- Data items -
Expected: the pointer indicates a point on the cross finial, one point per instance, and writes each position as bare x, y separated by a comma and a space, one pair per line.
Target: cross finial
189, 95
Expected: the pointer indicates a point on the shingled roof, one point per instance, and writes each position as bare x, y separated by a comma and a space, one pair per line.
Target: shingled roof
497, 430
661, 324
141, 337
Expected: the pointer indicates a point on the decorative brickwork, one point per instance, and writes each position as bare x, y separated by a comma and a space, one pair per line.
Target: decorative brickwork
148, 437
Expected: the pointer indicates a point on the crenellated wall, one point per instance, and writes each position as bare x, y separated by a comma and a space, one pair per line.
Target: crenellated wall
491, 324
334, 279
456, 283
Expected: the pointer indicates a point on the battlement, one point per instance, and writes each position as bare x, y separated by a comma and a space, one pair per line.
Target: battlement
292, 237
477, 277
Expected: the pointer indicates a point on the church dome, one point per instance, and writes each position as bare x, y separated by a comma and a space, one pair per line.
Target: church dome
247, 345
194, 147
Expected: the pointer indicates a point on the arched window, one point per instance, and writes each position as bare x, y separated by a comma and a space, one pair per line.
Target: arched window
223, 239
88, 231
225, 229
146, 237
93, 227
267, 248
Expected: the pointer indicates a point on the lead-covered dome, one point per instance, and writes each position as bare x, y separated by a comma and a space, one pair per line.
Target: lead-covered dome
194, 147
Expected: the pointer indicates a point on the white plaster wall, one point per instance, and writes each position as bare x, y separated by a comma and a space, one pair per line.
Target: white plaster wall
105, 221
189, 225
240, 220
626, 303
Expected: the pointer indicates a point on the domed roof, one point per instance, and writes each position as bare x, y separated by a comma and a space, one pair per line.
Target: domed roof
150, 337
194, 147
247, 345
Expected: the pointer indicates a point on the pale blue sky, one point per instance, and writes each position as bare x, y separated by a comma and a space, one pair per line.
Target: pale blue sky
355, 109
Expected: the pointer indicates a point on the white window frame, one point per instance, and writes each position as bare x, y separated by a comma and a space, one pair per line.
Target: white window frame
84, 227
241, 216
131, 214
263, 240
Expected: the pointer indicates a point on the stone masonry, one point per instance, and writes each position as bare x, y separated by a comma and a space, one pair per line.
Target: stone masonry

- What you have to do -
Please extract every line of the material above and reproduce each one word for word.

- Full output -
Expected: the pointer indicates a point on the cross finial, one point per instance, and writes each position as bare x, y separated by a comma and a space, one pair per line.
Target: cross finial
189, 95
Expected: the pointer indicates a point on the shingled roof, one point per instance, and writes each position as bare x, y separated by a comma and a space, one pair per line.
Target: shingled roof
497, 430
661, 324
141, 337
Expected: the pointer indicates a point on the decorative brickwork, one point per instance, and writes each position as bare x, y separated by a comma and a space, one pair per line.
Target: decorative brickwork
148, 437
Expected: the pointer indicates a point on the crenellated wall, one point per instance, and writes each position as bare x, y separated by a comma and a space, one pair per line.
Target: crenellated wall
491, 324
334, 279
456, 283
Expected: the pointer indicates a point on the battlement, one point per instance, and writes each position as bare x, y separated by a comma and a space, one pair per line.
Target: battlement
292, 237
477, 277
Expected: the pointer indicates a point on the church dome, one point per instance, and writes each position as bare x, y separated by a comma and a space, one pair per line.
Target: church dome
247, 345
194, 147
Expected: the pointer indicates a point on the arched window, one point per instance, and writes each position as bare x, y separated by a comma and a space, one pair per line.
Target: arched window
223, 239
88, 231
225, 229
146, 237
93, 227
267, 248
Expected: the pointer indicates a point on the lead-covered dome, one point per instance, and writes each position as bare x, y separated by a comma and a space, one pair per line.
Target: lead-covered dome
194, 147
Expected: the pointer indicates a point on the white plaster wall, one point per instance, and writes each position as bare x, y separated by a comma and a space, one pair per line.
Target: white plaster wall
105, 221
189, 225
240, 220
626, 303
Expected: the pointer indicates a point on the domed roof, one point per instance, and writes each position as bare x, y separated by a comma and a space, one pair per line.
Target: domed roof
150, 337
194, 147
247, 345
Expected: the pointer indicates a point on the pale blue sky, one point per instance, and writes each position as bare x, y separated by a comma and a space, one pair per line.
Target: pale blue sky
355, 109
Expected: the pointer indicates a point on the white window frame, one point per instance, and writes each position as bare x, y separated by a comma and a space, one pair per line.
Target: white window frame
84, 227
241, 216
131, 214
263, 240
Expected: the pointer indicates a point on the stone masonry, one point per instance, and writes each position as bare x, y separated by a comma and a space, one pair per line.
Target: stone masonry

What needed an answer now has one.